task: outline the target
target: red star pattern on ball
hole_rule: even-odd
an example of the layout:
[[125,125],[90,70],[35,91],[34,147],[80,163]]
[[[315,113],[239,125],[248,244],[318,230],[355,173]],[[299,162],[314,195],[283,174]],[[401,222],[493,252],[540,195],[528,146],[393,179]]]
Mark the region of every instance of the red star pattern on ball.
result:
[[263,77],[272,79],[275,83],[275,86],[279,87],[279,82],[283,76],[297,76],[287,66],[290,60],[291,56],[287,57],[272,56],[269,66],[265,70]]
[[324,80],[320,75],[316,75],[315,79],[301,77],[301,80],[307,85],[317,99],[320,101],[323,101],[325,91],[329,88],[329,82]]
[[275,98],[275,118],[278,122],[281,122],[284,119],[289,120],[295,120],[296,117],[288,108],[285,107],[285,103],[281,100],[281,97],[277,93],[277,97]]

##########

## The problem:
Render every line of the records above as a Markdown table with two columns, Row and Line. Number the rows in order and omit any blank lines.

## Output of the task:
| Row | Line |
|---|---|
| 1 | task: outline the target |
| 2 | target: red star pattern on ball |
| 3 | hole_rule: even-odd |
| 4 | an example of the layout: |
| 5 | [[125,125],[90,70],[35,91],[34,147],[80,163]] |
| 6 | [[[315,113],[239,125],[248,244],[318,230],[355,173]],[[299,162],[314,195],[283,174]],[[401,222],[493,252],[540,195],[528,146],[393,179]]] |
| 7 | Mark the region of every instance of the red star pattern on ball. |
| 8 | result: |
| 9 | [[263,77],[272,79],[275,83],[275,86],[279,87],[279,82],[283,76],[297,76],[287,66],[290,60],[291,56],[287,57],[272,56],[269,66],[265,70]] |
| 10 | [[324,80],[320,75],[316,75],[315,79],[301,77],[301,80],[307,85],[317,99],[320,101],[323,101],[325,91],[329,88],[329,82]] |
| 11 | [[275,98],[275,118],[278,122],[281,122],[284,119],[289,120],[295,120],[296,117],[288,108],[285,107],[285,103],[281,100],[281,97],[277,93],[277,97]] |